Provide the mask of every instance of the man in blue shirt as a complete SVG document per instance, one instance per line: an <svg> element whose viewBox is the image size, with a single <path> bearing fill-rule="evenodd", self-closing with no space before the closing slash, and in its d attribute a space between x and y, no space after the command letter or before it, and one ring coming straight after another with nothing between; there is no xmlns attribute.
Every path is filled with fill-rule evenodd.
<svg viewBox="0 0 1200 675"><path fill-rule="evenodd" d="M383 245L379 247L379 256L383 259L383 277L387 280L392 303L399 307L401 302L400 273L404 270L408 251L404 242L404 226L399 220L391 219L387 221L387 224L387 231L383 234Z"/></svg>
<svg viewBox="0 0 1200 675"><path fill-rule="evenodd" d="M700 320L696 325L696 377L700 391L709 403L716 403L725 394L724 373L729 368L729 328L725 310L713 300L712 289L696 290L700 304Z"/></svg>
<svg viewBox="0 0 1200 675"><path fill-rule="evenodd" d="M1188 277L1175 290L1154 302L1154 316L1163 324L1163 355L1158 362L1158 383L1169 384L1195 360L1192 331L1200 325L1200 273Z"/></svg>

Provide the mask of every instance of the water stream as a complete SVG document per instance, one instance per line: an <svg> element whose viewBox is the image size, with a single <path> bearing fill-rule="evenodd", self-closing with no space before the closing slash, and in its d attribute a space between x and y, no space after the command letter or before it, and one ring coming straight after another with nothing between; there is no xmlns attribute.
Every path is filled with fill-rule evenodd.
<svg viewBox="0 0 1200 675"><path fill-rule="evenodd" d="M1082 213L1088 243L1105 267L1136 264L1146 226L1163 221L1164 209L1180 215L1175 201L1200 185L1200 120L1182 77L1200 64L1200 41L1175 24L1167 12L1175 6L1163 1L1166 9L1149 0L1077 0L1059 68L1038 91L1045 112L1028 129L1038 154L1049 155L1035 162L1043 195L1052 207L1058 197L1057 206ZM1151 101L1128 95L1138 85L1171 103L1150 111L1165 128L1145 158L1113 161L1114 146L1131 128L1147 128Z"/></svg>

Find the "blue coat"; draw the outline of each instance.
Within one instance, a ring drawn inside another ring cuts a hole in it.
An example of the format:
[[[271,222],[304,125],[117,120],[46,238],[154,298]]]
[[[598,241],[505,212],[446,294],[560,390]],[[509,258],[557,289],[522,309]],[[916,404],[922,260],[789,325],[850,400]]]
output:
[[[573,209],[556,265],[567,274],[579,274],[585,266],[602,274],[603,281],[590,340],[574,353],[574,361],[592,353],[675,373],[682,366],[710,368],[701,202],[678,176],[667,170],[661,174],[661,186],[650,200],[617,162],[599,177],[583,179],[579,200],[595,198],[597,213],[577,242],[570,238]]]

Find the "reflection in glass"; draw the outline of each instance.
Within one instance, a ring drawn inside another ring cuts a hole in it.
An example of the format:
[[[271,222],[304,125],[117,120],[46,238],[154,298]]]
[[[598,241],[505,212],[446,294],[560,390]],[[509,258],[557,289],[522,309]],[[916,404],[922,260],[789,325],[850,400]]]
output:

→ Requirement
All entries are to be reproduced verbatim, with none omitted.

→ Task output
Provide the mask of every instance of the man in blue shirt as a complete SVG document per instance, one instance per line: an <svg> element whose viewBox is the image size, with a single <path> bearing fill-rule="evenodd", self-closing with no space before the closing slash, and in its d attribute a space between x and y, no space after the command letter or before it, and one ring coming straight after another with nothing between; there is no xmlns attribute.
Every path is filled with fill-rule evenodd.
<svg viewBox="0 0 1200 675"><path fill-rule="evenodd" d="M383 245L379 247L379 256L383 259L383 277L387 280L392 303L399 307L401 302L400 273L404 270L408 251L404 242L404 226L399 220L391 219L387 221L387 224L387 231L383 234Z"/></svg>
<svg viewBox="0 0 1200 675"><path fill-rule="evenodd" d="M700 320L696 325L696 377L700 391L709 403L716 403L725 394L724 373L729 368L729 328L725 310L713 300L712 289L696 290L700 304Z"/></svg>
<svg viewBox="0 0 1200 675"><path fill-rule="evenodd" d="M1188 277L1175 290L1154 302L1154 316L1163 324L1163 355L1158 362L1158 383L1169 384L1195 360L1192 331L1200 325L1200 273Z"/></svg>

Provide the mask of every instance of the water stream as a complete SVG document per instance, one instance per line: an <svg> element whose viewBox is the image size, with a single <path> bearing fill-rule="evenodd", self-closing with no space before the closing slash, and in its d attribute a space between x and y, no space after the command letter or before it, and one ring coming straight after another with nothing between; there is no xmlns attribute.
Every path is filled with fill-rule evenodd.
<svg viewBox="0 0 1200 675"><path fill-rule="evenodd" d="M1082 213L1088 243L1105 267L1136 264L1146 226L1163 221L1164 209L1180 215L1175 201L1200 185L1200 120L1182 77L1200 64L1200 41L1175 24L1167 12L1175 6L1163 1L1166 9L1149 0L1077 0L1059 68L1038 91L1045 112L1028 129L1038 154L1049 155L1035 162L1043 195L1052 207L1058 197L1057 206ZM1151 101L1128 95L1138 85L1171 103L1150 111L1165 128L1145 158L1113 161L1114 146L1131 128L1147 128Z"/></svg>

Find the "blue coat"; draw the outline of each instance.
Within one instance, a ring drawn inside another ring cuts a hole in it.
An example of the format:
[[[271,222],[304,125],[117,120],[46,238],[154,298]]]
[[[598,241],[505,212],[446,294],[560,390]],[[509,258],[557,289],[522,309]],[[916,404],[922,260],[789,325],[850,400]]]
output:
[[[573,209],[556,265],[567,274],[579,274],[585,266],[602,274],[603,281],[590,340],[574,353],[574,361],[592,353],[675,373],[682,366],[710,368],[701,202],[678,176],[667,170],[661,174],[661,186],[650,200],[617,162],[599,177],[583,179],[579,200],[595,198],[597,213],[577,242],[570,238]]]

Find the "reflection in glass"; draw the outline of each instance.
Within one instance, a ring drawn inside another ring cuts a hole in it.
An example of the format:
[[[271,222],[304,125],[117,120],[46,238],[154,298]]]
[[[598,241],[505,212],[446,294],[560,390]],[[509,258],[557,289],[522,309]],[[916,404],[922,260],[789,325],[850,400]]]
output:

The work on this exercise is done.